■ **Задача к выполнению**
Согласно тексту о символизме постройки, символом кого становится камень, если он краеугольный?

■ **Текст страницы**

■ ■ ■ ■

На примере подобного материально-вещественного символизма становится ясно, что существует несколько уровней смысла в пределах одной постройки. Первый уровень – это свойства природного материала самого по себе и пробуждаемые этими свойствами символические связи и ассоциации. Второй – свойства материал как уже материала постройки, те его качества, что полезны и необходимы для участия в строительстве, для включенности в целое. Третий – свойства самой материальной постройки, которые суть качества конструкции как целого, строительная, практическая семантика, дающая символику физических усилий, работы, труда вообще, а также организации, устроения порядка и т. д. Нетрудно заметить, что эти три уровня отражают своего рода динамику смысла, его восхождение и усложнение, обусловленное подключением семантики, так сказать, гетерогенной, а именно – нематериальной, душевной и духовной. Так, камень, образующий фундамент здания, – это одно, но тот же камень может быть и камнем краеугольным, и тогда он будет символом Христа, и тем самым его природные и строительные свойства как бы дематериализуются. Первым в Церкви встречается всецелый Христос, равно как и в храме мы сталкиваемся прежде всего с самим храмом. И только потом, во «вторичном модусе» рассмотрения, мы постигаем прочие уровни, добавляя, между прочим, к заложенному смыслу смысл собственных познающих усилий. Как их отделить друг от друга? Именно с помощью символически истолковательных действий. Поэтому про символическое толкование мы можем сказать, что это, наоборот, нисхождение смысла, как бы разборка здания на составные части, на первоэлементы (прежде всего конструктивные). Именно последние являются полноправными носителями значения, а не все здание целиком. Именно они независимы от человеческого усилия, а здание – как раз их плод. Этот символизм оперирует отдельными символическими «словами», а не фразами целиком.
Архитектура только выявляет такое свойство подобного типа символизма, занятого поиском и описанием отдельных образов-символов, вполне независимых и от исторического, и от эстетического, и от всякого прочего контекста, предпочитающих свое, отдельное словесное воплощение, потому что слово и язык столь же автономные величины.
Мы могли бы назвать такого рода символизм «деконструированием», но только на материальном уровне. Его самая существенная черта заключается как раз в том, что он не касается структур мышления. Они как бы преодолеваются и тем самым спасаются от разложения на материально-автономные составляющие, так как конечная цель всех подобных символических выкладок и построений имеет все-таки нравственную природу, и потому почти что сразу достигается уровень этически личностный. Это своего рода персонифицированная материальность, логоцентризм которой имеет сугубо мистическую природу (мы вынуждены будем вернуться к этой проблематике довольно скоро, когда зайдет речь о символизме литургических предметов, Евхаристическое предназначение которых фактически упраздняет всякую семантическую логику).

■ ■ ■ ■

■ **Предоставленный материал**
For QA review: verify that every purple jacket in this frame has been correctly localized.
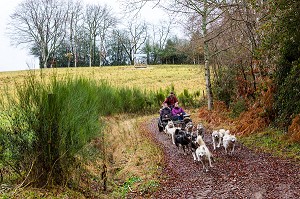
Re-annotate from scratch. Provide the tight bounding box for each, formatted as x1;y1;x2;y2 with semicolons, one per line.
172;107;184;116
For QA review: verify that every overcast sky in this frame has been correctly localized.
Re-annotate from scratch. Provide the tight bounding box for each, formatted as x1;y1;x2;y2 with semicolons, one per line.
0;0;169;72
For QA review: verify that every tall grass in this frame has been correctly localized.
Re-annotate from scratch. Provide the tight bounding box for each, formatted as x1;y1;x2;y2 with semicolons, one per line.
0;70;202;187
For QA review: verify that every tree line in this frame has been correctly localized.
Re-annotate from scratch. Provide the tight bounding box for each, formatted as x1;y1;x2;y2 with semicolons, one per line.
10;0;300;133
8;0;202;68
129;0;300;134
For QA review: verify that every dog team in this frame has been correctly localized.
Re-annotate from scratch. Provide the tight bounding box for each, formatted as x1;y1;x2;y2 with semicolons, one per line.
164;120;237;172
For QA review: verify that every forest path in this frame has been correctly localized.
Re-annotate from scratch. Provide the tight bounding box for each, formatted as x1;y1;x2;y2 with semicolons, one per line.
146;119;300;199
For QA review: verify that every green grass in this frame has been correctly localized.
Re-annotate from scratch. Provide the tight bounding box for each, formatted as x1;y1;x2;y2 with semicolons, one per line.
240;128;300;161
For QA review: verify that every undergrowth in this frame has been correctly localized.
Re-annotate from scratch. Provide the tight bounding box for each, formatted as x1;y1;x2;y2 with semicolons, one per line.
240;128;300;161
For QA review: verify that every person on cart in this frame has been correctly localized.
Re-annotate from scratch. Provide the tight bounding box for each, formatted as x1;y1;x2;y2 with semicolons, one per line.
164;91;178;109
160;103;172;119
172;102;186;121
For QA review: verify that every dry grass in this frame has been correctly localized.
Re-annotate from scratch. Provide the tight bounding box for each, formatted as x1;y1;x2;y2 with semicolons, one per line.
100;115;163;198
0;65;205;94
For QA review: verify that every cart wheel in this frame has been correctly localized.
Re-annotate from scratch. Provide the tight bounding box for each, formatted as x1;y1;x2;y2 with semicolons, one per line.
158;125;164;132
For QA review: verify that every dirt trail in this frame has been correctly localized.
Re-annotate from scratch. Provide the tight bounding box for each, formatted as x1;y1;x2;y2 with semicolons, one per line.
148;119;300;199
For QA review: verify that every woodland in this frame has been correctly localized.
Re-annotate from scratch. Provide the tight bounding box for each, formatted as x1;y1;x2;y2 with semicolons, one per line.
0;0;300;198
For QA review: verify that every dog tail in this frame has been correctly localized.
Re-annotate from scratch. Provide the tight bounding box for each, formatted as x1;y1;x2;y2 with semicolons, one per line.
197;135;205;146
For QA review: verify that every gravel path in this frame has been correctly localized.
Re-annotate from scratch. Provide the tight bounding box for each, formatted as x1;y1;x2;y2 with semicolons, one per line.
148;119;300;199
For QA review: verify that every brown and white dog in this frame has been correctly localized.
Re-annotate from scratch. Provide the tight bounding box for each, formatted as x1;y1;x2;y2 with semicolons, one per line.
196;123;206;139
211;129;230;150
223;133;237;155
193;136;213;172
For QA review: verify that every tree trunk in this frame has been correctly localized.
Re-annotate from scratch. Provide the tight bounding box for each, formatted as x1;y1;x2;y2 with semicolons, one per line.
202;0;213;110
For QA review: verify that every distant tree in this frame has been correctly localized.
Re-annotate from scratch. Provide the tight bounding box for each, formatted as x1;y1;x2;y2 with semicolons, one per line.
8;0;69;68
129;0;227;110
84;4;106;67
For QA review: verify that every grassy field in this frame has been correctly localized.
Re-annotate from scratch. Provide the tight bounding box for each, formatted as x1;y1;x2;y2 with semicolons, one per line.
0;65;205;97
0;65;205;198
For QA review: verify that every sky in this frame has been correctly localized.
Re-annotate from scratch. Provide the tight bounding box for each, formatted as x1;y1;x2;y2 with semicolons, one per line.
0;0;169;72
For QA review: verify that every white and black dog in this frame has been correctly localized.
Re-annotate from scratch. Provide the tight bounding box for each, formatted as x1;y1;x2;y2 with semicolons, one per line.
211;129;229;150
193;136;213;172
173;129;191;153
196;123;206;139
223;133;237;155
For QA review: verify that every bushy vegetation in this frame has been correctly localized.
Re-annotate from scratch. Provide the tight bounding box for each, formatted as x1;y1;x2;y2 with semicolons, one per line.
0;70;202;190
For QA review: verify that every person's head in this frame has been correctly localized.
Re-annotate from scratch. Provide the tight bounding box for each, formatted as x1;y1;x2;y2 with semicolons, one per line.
170;91;175;97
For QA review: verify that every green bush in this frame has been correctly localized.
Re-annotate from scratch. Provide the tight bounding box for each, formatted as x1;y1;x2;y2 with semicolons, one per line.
0;72;202;186
230;98;247;118
212;68;236;107
275;63;300;128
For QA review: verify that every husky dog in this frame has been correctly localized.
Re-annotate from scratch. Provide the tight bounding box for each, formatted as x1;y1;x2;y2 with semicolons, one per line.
211;131;222;150
196;123;205;139
185;122;194;133
173;129;191;153
223;134;237;155
193;136;212;172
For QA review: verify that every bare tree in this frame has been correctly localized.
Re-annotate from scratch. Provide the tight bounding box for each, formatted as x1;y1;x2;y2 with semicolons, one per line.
99;6;118;66
116;20;147;65
68;0;83;67
85;5;106;67
125;0;226;110
8;0;68;68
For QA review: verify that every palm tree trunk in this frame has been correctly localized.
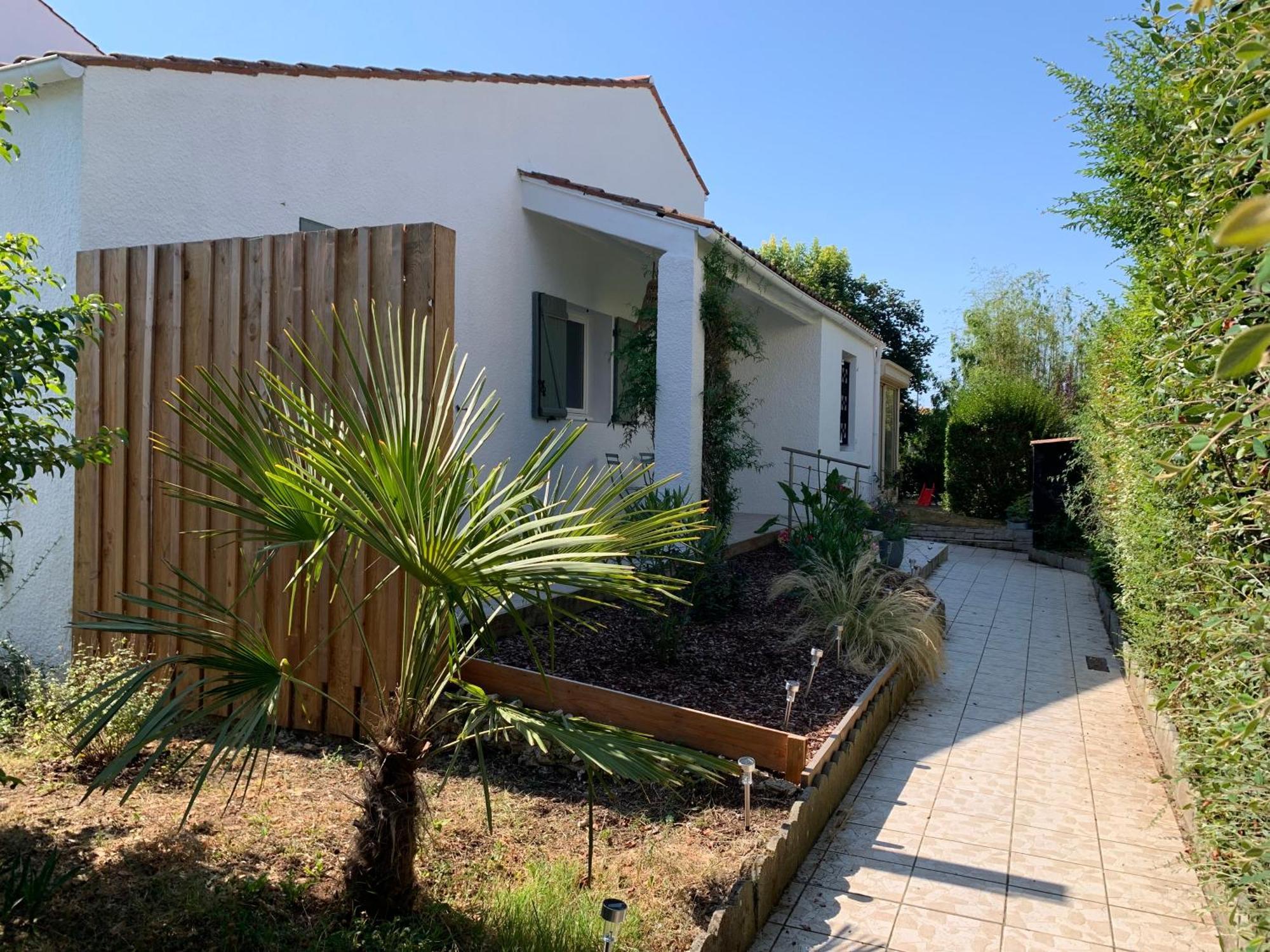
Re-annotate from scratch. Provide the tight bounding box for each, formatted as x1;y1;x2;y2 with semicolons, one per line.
344;730;425;916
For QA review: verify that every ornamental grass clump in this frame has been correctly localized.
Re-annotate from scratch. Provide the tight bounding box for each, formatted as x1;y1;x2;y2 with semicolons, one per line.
770;550;944;678
62;310;734;915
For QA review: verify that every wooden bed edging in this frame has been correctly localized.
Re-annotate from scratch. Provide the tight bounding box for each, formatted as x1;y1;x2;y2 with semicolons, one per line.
690;673;913;952
799;661;899;787
462;658;806;783
688;599;947;952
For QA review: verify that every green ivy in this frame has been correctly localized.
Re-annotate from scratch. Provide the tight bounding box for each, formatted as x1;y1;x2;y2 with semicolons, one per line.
616;240;763;534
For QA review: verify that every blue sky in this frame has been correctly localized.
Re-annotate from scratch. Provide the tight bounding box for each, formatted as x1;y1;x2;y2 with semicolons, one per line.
53;0;1138;388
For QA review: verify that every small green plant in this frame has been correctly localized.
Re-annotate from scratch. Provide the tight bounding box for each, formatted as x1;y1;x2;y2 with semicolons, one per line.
758;470;872;566
635;486;739;661
23;644;164;764
1006;494;1031;522
485;862;641;952
869;495;909;542
0;638;36;740
0;849;79;929
770;551;944;678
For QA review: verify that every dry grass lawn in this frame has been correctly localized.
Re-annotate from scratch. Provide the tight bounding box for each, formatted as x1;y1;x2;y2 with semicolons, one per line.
0;739;789;952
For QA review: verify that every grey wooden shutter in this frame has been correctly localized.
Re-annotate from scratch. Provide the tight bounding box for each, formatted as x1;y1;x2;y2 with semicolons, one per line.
533;291;569;420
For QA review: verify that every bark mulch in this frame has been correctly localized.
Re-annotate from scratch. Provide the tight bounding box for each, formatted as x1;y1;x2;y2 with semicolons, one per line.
493;546;871;757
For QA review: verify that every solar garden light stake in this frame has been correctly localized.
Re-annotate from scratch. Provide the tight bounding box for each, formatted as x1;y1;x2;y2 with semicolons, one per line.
806;647;824;691
599;899;626;952
737;757;754;831
785;680;798;730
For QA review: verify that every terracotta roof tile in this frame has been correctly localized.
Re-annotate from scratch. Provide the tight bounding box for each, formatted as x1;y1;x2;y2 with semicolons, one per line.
518;169;881;341
17;51;710;195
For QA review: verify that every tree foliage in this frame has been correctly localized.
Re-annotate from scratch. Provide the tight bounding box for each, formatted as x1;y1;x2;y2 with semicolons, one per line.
0;80;123;579
701;241;763;527
75;315;732;913
1053;0;1270;947
944;371;1063;519
615;241;763;534
758;236;935;433
952;272;1085;407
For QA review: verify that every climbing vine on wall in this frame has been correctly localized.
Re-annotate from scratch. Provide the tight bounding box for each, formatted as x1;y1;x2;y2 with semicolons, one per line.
701;241;763;526
616;240;763;526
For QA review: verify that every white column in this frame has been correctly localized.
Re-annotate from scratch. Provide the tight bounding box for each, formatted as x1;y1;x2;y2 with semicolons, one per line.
655;244;705;496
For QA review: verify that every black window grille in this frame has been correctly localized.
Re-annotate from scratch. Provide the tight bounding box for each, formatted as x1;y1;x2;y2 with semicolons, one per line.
838;357;851;446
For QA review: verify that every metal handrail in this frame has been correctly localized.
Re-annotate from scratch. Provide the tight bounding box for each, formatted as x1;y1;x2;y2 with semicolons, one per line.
781;447;871;531
781;447;871;470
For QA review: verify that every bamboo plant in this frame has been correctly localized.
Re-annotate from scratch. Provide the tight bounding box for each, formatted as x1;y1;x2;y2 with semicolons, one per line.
75;308;730;914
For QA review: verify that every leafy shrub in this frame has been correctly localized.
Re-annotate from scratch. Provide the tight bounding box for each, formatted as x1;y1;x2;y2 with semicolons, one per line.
622;486;740;661
867;495;909;539
23;645;164;764
0;638;36;740
770;551;944;678
485;862;641;952
899;404;949;496
1053;0;1270;948
944;373;1063;519
758;470;874;565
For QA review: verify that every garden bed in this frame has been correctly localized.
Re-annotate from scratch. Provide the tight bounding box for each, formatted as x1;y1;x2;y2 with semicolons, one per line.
493;546;871;757
0;735;791;952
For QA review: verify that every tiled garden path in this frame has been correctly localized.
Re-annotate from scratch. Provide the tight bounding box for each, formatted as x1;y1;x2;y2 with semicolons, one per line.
752;547;1219;952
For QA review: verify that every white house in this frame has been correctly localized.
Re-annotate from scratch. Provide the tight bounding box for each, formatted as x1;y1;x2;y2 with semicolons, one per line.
0;41;907;656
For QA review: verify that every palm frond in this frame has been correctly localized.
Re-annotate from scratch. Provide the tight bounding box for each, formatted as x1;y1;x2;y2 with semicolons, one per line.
71;572;302;824
451;683;738;786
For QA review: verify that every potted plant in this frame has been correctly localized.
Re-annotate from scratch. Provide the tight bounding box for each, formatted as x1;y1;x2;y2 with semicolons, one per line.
869;498;908;569
1006;495;1031;529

■ ■ ■ ■

■ **Ответ на задачу**
Краеугольный камень становится символом Христа.